Your goal: Copy all of the following material line for line, without changing a single character.

Exercise material:
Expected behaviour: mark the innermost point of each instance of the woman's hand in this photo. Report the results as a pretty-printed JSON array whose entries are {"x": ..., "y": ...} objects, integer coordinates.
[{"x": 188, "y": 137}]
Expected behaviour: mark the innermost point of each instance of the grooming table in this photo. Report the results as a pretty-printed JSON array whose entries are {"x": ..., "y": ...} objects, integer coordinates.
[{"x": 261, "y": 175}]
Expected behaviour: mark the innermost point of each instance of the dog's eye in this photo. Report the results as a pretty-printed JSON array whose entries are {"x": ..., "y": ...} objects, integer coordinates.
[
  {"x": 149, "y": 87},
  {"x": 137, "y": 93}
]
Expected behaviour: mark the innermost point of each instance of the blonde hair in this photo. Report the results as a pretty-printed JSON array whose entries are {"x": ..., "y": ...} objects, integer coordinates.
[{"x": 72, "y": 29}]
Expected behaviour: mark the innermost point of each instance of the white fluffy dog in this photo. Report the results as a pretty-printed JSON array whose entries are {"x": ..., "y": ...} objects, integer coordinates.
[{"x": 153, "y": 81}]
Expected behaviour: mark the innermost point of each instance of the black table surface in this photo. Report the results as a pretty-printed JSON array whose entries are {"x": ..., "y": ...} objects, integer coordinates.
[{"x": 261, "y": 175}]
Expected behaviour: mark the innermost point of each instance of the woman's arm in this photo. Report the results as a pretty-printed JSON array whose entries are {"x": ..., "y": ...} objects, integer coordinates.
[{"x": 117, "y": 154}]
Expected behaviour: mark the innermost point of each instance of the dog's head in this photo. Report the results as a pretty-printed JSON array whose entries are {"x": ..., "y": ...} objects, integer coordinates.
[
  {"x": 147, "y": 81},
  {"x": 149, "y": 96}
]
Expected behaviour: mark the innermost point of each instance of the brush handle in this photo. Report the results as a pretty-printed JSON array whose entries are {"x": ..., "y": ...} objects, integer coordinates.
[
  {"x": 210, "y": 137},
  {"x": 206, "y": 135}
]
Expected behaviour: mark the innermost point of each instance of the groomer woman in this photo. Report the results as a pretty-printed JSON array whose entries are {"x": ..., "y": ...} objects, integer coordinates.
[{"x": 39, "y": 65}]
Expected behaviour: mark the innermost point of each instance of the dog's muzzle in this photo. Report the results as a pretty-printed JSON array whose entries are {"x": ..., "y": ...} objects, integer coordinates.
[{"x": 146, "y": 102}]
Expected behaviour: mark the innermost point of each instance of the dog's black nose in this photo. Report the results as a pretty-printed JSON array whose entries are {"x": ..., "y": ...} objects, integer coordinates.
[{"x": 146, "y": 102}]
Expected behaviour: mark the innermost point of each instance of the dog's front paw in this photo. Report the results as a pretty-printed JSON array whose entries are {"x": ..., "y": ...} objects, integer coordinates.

Result:
Expected behaviour: mark the innermost point of each instance of the woman's hand in this photo. Report the results as a pretty-printed JSON array whose entries are {"x": ..., "y": ...} objects, integer coordinates.
[{"x": 188, "y": 137}]
Expected behaviour: mark the innermost point of each instance of the grooming table in this photo. Report the results as a pretty-printed JSON array whose entries are {"x": ..., "y": ...} objects, integer coordinates.
[{"x": 261, "y": 175}]
Expected behaviour: mark the innermost point of each instance of the dog's eye in this photo. Report the results as a pretty-printed JSON array whose entries are {"x": ..., "y": ...} objects, integer coordinates.
[
  {"x": 149, "y": 87},
  {"x": 137, "y": 93}
]
Expected behaviour: mark the innermost point of each instance of the blonde hair in this photo. Report the results as a pretty-printed JSON array whose entries are {"x": ..., "y": ...} objects, integer coordinates.
[{"x": 72, "y": 29}]
Expected behaviour: mark the innermost point of each instance of the white fluffy dog in this photo. Report the results as a pretty-printed JSON array whose entries are {"x": ..., "y": ...} objects, integer coordinates.
[{"x": 153, "y": 81}]
Expected behaviour: mark the innermost point of each instance of the black table surface in this photo. Report the results as a pretty-printed JSON array whose entries are {"x": ..., "y": ...} objects, integer coordinates.
[{"x": 261, "y": 175}]
Expected behaviour: mark the innermost point of each instance of the woman's arm in this photo. Report the results as a pretty-printed JSON array whose entries are {"x": ..., "y": ...} objects, integer coordinates.
[{"x": 117, "y": 154}]
Expected behaviour: mark the innermost point of each instance of the dog's head in this photo. Report the results as a pretty-printed JSON array whose entries are {"x": ..., "y": ...} objects, integer coordinates.
[
  {"x": 147, "y": 81},
  {"x": 149, "y": 96}
]
Expected behaviour: mark the innermost point of each instance of the brush handle in this photo. Report the results as a pretty-printed JSON array whose entries are {"x": ..., "y": ...} objects, integer coordinates.
[
  {"x": 210, "y": 137},
  {"x": 206, "y": 135}
]
Expected behaviour: mark the innermost point of each instance of the groomer woman in this photo. Report the results as a pretty-printed JSON array whose entries are {"x": ..., "y": ...} objects, integer coordinates.
[{"x": 39, "y": 65}]
Expected behaviour: mark the innermost point of each instance of the dog's muzzle in this photo. Report the results as a pretty-printed JSON array whose entries are {"x": ..., "y": ...} objects, integer coordinates.
[{"x": 146, "y": 102}]
Expected behaviour: mark the innermost point of each instance of the dog's black nose in this photo. Report the results as a pretty-printed JSON array whose entries are {"x": ..., "y": ...} objects, integer coordinates.
[{"x": 146, "y": 102}]
Expected behaviour: mark the innermost point of each instance of the dog's front paw in this photo. Report the results as a pretty-printed JSON array whose entries are {"x": ..., "y": ...} objects, integer coordinates.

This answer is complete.